• [EXERCISE GOAL]: Reproduce the material below in full, swapping every occurrence of "sample output" for "reference output" and leaving everything else untouched.

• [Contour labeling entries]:
---*---

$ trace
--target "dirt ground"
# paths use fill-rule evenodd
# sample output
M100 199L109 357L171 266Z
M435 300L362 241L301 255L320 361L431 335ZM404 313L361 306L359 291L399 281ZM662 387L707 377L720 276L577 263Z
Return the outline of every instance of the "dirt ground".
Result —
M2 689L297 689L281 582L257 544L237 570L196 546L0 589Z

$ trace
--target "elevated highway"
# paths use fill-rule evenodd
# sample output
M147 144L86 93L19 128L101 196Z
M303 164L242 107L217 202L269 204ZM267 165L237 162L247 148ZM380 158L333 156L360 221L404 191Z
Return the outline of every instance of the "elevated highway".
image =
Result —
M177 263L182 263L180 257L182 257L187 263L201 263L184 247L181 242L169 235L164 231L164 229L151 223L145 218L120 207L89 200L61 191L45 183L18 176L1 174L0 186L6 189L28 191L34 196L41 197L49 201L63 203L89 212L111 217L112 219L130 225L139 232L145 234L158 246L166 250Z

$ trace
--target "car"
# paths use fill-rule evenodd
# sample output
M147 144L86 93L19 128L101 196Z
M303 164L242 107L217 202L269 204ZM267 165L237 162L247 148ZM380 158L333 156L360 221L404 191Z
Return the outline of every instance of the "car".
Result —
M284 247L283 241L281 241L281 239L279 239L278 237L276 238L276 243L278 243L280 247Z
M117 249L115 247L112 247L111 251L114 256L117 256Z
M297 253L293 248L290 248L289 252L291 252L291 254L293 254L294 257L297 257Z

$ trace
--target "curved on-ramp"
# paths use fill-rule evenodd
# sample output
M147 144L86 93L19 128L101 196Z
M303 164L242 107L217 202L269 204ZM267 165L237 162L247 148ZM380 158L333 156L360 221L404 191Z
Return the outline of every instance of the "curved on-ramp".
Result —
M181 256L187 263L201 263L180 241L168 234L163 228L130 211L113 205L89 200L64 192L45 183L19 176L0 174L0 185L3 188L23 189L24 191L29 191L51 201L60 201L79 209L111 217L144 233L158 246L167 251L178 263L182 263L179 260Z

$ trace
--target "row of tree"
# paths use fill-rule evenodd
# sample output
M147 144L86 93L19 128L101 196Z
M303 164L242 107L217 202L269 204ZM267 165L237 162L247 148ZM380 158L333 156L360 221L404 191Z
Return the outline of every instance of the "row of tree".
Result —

---*---

• [FINAL ANSWER]:
$ trace
--target "dirt ground"
# paths use fill-rule evenodd
# reference output
M100 199L109 357L171 266Z
M435 300L362 241L301 255L320 361L431 335ZM404 313L361 306L359 291L399 281ZM662 387L707 377L720 276L577 263Z
Return the outline of every instance of the "dirt ground".
Result —
M2 689L297 689L281 582L257 544L237 570L196 546L0 589Z

$ trace
--target "elevated highway"
# paths use fill-rule evenodd
# reference output
M147 144L86 93L19 128L101 196Z
M303 164L242 107L217 202L269 204ZM267 165L237 162L247 148ZM380 158L333 156L360 221L404 191Z
Return the outline of every instance of the "elevated highway".
image =
Result —
M177 263L182 263L180 257L182 257L187 263L201 263L184 247L181 242L169 235L164 231L164 229L151 223L145 218L120 207L89 200L61 191L45 183L18 176L1 174L0 186L6 189L28 191L34 196L41 197L49 201L63 203L89 212L111 217L112 219L130 225L139 232L145 234L158 246L166 250Z

$ trace
--target "car"
# paths use fill-rule evenodd
# reference output
M147 144L86 93L19 128L101 196Z
M303 164L242 107L217 202L269 204ZM267 165L237 162L247 148ZM380 158L333 156L360 221L404 191Z
Return the outline of every instance of the "car".
Result —
M284 247L283 241L281 241L281 239L279 239L278 237L276 238L276 243L278 243L280 247Z
M117 249L115 247L112 247L111 251L114 256L117 256Z
M297 253L293 248L290 248L289 252L291 252L291 254L293 254L294 257L297 257Z

$ trace
--target "curved on-ramp"
# paths use fill-rule evenodd
# reference output
M147 144L86 93L19 128L101 196Z
M303 164L242 107L217 202L269 204ZM267 165L237 162L247 148ZM380 158L333 156L360 221L404 191Z
Return the outline of every instance of the "curved on-ramp".
Result —
M181 256L187 263L201 263L180 241L168 234L163 228L130 211L113 205L89 200L64 192L45 183L19 176L0 174L0 185L3 188L23 189L24 191L29 191L51 201L60 201L79 209L111 217L144 233L158 246L167 251L178 263L182 263L179 260Z

$ trace
--target "row of tree"
# paths use fill-rule evenodd
# reference output
M147 144L86 93L19 128L101 196Z
M303 164L242 107L217 202L269 204ZM267 165L237 162L247 148ZM380 158L333 156L360 221L404 191Z
Return the outline of every instance of the "row of tree".
Result —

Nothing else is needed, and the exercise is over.